### Elenco dei compiti
1 – Secondo l'articolo sul film "L'invenzione della neve", queste affermazioni sono vere? Rispondi sì o no a ciascuna e riporta tra virgolette le parole del testo che lo dimostrano. (a) Il film è stato presentato a Venezia alle Giornate degli Autori. (b) La protagonista può vedere la figlia una volta alla settimana. (c) Elena Gigliotti ha studiato recitazione al Teatro Stabile di Roma.
2 – Nell'articolo sul film "L'invenzione della neve", che cosa ha tatuato sulla schiena la donna interpretata da Elena Gigliotti?
3 – Ricopia parola per parola dall'articolo sul film "L'invenzione della neve" il passo che inizia con le parole "Una donna potente, sconvolgente." e termina con "parte del cast.".

### Testo da leggere
------------------------

Una donna potente, sconvolgente. Imprevedibile. È un ritratto di donna come raramente se ne sono viste nel cinema italiano, quello che disegna Elena Gigliotti nel film “L’invenzione della neve“, presentato a Venezia alle Giornate degli Autori, e in questi giorni nelle sale italiane – ieri presentato a Firenze, dalla protagonista insieme al regista e a parte del cast.
È il ritratto di una donna ferita, istintiva, manipolatrice, seduttrice, prepotente, forte e fragile.
Una donna che ha tatuata sulla schiena una tigre – e l’attrice se l’è tatuata davvero, legando vita e cinema – e che reagisce in maniera selvaggia, ferina al dramma, alla tragedia che sta vivendo: dopo una separazione, le è permesso di vedere la figlia solo una volta ogni quindici giorni. Ma la situazione può ancora peggiorare: la sua instabilità psicologica, la mancanza di un lavoro stabile, il suo continuo oscillare fra la dolcezza e gli scatti d’ira.
La protagonista Elena Gigliotti
Elena Gigliotti ha una formazione teatrale: ha studiato recitazione al Teatro Stabile di Genova, poi ha proseguito attraverso laboratori con Giancarlo Sepe, Valerio Binasco, Emma Dante, Gabriele Vacis. È stata scelta da Vittorio Moroni al termine di un casting quasi ossessivo, con provini infiniti. Poi il regista ha chiesto a lei, come agli altri attori, di “mescolare il loro Dna con quelli del personaggio“.

------------------------

### Materiale fornito
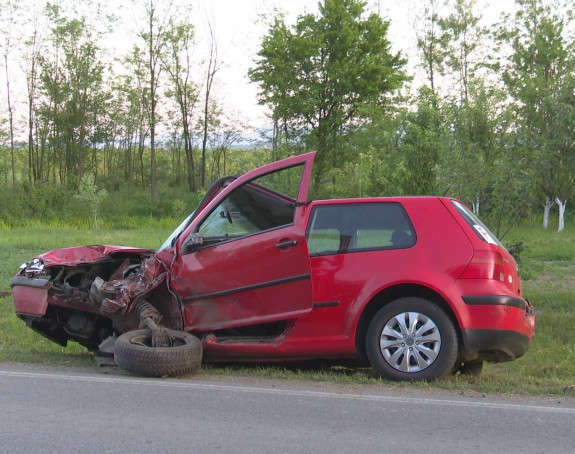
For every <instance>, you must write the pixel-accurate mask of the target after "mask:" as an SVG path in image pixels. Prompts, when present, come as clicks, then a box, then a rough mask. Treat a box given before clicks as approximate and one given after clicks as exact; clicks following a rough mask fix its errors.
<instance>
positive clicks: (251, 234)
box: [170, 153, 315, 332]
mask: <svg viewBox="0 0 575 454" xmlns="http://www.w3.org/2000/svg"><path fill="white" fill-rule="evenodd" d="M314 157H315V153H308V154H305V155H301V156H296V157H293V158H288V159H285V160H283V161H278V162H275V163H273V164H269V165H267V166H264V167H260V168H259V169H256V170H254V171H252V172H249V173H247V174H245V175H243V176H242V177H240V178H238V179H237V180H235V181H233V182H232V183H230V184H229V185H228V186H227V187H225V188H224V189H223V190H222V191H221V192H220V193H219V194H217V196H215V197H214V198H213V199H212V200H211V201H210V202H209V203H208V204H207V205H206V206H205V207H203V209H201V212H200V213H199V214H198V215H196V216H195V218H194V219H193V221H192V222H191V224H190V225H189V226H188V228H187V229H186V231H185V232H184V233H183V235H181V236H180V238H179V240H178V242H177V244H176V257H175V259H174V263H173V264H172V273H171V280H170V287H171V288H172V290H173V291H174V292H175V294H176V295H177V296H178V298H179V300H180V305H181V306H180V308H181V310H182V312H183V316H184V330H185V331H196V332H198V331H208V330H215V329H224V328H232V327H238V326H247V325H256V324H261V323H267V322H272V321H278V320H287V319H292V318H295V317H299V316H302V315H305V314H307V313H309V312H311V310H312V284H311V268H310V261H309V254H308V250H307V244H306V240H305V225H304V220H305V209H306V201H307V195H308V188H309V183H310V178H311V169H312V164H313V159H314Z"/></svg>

------------------------

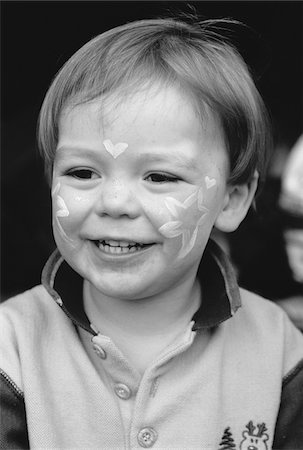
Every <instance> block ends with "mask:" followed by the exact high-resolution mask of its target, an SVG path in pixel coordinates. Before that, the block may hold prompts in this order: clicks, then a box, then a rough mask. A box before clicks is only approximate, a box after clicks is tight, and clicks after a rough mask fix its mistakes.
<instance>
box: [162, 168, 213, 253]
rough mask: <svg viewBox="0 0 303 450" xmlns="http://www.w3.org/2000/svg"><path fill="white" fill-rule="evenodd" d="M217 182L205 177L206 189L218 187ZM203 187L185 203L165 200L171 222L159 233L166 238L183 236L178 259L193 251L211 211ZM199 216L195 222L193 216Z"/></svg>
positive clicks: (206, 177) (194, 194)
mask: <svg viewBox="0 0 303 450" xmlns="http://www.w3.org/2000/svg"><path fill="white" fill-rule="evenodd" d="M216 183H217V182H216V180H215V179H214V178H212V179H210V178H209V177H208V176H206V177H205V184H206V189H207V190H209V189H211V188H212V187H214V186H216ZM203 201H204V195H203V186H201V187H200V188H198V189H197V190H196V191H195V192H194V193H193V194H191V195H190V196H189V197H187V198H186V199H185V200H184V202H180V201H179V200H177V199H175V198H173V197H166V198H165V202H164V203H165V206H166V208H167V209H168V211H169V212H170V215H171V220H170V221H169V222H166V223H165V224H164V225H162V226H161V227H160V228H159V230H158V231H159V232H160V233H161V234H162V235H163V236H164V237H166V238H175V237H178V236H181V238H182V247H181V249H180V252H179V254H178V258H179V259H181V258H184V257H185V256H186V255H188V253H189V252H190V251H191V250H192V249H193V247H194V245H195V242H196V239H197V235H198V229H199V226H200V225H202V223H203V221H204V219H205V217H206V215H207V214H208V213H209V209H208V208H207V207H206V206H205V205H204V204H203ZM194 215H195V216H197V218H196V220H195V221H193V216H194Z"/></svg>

------------------------

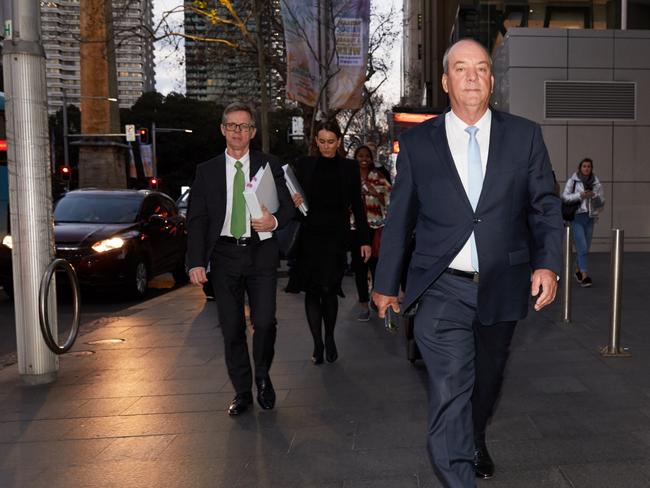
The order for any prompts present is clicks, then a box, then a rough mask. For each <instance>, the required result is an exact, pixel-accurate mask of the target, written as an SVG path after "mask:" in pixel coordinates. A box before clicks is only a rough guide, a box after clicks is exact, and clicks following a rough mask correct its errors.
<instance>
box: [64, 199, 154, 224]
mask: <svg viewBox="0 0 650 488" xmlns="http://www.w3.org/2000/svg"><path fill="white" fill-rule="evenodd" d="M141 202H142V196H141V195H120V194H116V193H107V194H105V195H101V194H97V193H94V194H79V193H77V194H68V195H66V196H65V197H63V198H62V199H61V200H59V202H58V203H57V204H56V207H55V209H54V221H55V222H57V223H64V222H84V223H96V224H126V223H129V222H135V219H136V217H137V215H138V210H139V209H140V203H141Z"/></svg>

------------------------

### Risposte ai compiti
1 –
(a) Sì: «presentato a Venezia alle Giornate degli Autori».
(b) No: «le è permesso di vedere la figlia solo una volta ogni quindici giorni».
(c) No: «ha studiato recitazione al Teatro Stabile di Genova».

2 – Una tigre.

3 –
Una donna potente, sconvolgente. Imprevedibile. È un ritratto di donna come raramente se ne sono viste nel cinema italiano, quello che disegna Elena Gigliotti nel film “L’invenzione della neve“, presentato a Venezia alle Giornate degli Autori, e in questi giorni nelle sale italiane – ieri presentato a Firenze, dalla protagonista insieme al regista e a parte del cast.